- [Instructions to follow]:
Answer these questions using the article below on employers and financial wellbeing.
1. How many UK organizations took part in the Willis Towers Watson study?
2. What percentage of employers were confident that their retirement savings provision was sufficient?
3. What share of employers already provide online educational resources?

- [Page extract]:

This was the finding of a study of 171 UK organisations conducted by Willis Towers Watson between February and March of this year.

According to the company’s Future of Financial Wellbeing study, 76% of employers believe that their employees want them to be more proactive in helping improve their financial standing, while 36% thought the pandemic had had a negative impact on their employees’ finances.

Richard Sweetman, financial wellbeing lead at Willis Towers Watson, said: “Organisations realise employees are currently facing a wider array of financial challenges and are looking to evolve from a focus on helping employees save for retirement, to adopt broader financial wellbeing programmes that provide the help they need.

“Many employers are now accelerating their focus on financial wellbeing in response to COVID-19, and the associated economic impacts.”

Looking beyond retirement

Although 47% of employers acknowledged that their employees face challenges saving for retirement, more than half (61%) were confident their retirement savings provision was sufficient.

However, there was widespread recognition than when it came to helping employees build emergency savings and manage day-to-day costs and debt, there was a lack of support. About half of the employers surveyed said they intended to provide assistance in these areas over the next two years.

“Debt and the ability for employees to make ends meet should be a particularly important area for employers to focus on, with almost a quarter of employees seemingly affected. We know from employee research that when these issues do come up, they have a particularly detrimental impact on mental health and wellbeing,” said Sweetman.

Specifically, employers said they were planning to introduce at least one extra workplace savings option within the next two years. At present general savings or investment accounts, corporate ISAs and Lifetime ISAs are only offered by a small number of employers.

More comprehensive financial education is also on the agenda – online educational resources are already provided by more than half of employers, with a further third likely to introduce these in the next two years.

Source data
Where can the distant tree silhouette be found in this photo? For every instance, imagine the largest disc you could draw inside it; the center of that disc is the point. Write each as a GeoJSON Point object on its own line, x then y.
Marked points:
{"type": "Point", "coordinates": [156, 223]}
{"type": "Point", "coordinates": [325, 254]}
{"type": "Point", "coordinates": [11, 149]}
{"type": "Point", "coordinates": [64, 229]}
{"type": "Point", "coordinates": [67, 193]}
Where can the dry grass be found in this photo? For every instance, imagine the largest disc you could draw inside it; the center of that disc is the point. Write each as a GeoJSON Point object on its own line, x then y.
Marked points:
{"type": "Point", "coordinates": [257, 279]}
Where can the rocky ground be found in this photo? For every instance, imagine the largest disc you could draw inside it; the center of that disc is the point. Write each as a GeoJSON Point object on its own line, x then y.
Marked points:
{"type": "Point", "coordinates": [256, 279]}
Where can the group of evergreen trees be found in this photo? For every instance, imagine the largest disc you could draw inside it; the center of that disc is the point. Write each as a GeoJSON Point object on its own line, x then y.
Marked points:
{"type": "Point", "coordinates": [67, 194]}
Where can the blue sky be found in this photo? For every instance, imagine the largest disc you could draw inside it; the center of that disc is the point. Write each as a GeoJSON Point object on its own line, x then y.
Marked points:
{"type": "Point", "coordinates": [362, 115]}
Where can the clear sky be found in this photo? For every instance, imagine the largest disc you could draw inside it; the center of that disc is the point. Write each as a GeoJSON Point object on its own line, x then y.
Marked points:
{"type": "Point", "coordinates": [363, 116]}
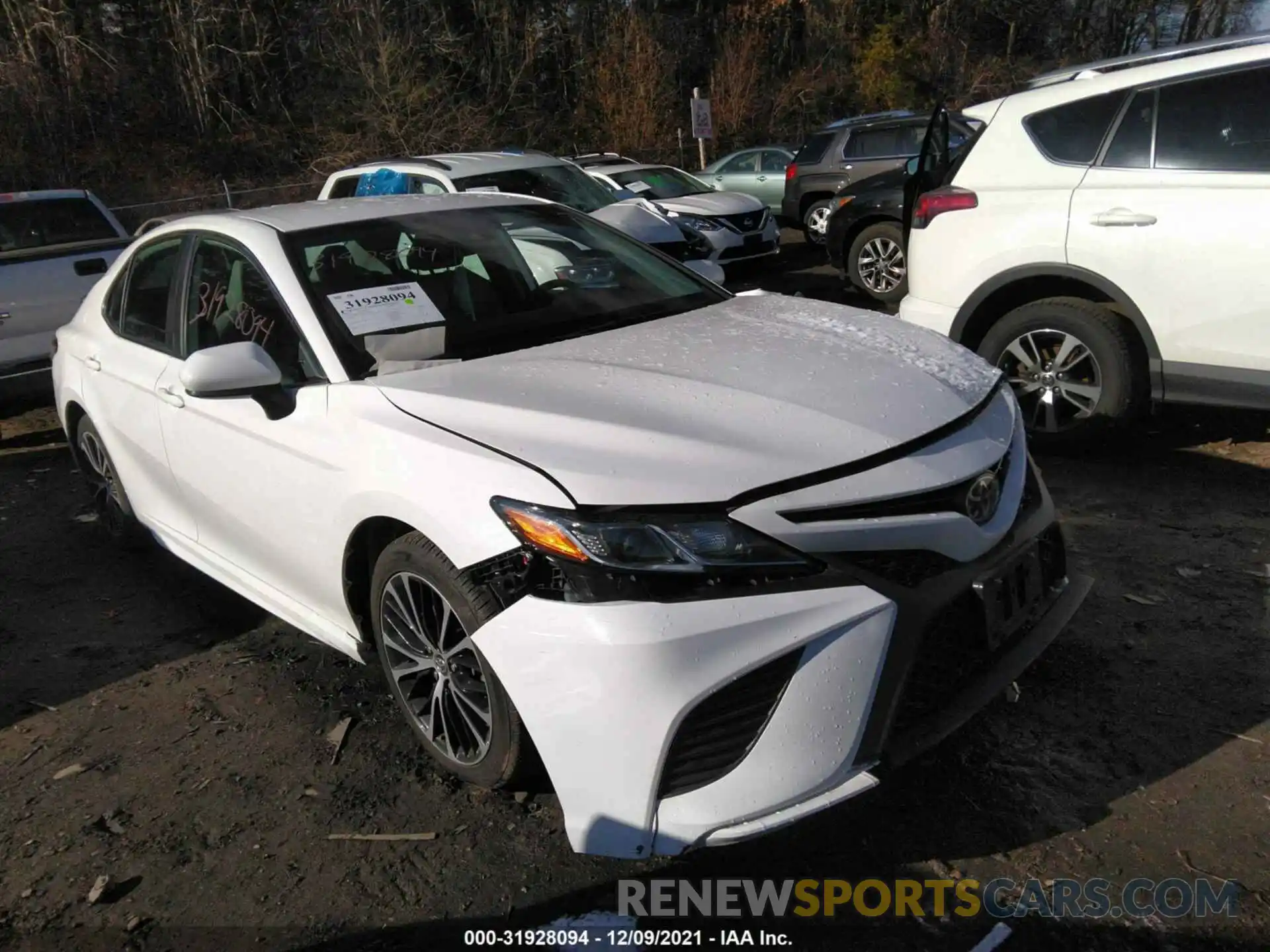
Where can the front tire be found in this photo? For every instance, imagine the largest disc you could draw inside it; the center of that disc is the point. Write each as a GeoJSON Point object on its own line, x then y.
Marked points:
{"type": "Point", "coordinates": [816, 221]}
{"type": "Point", "coordinates": [1072, 366]}
{"type": "Point", "coordinates": [425, 614]}
{"type": "Point", "coordinates": [876, 264]}
{"type": "Point", "coordinates": [110, 499]}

- [Task output]:
1. 171
2. 61%
3. More than half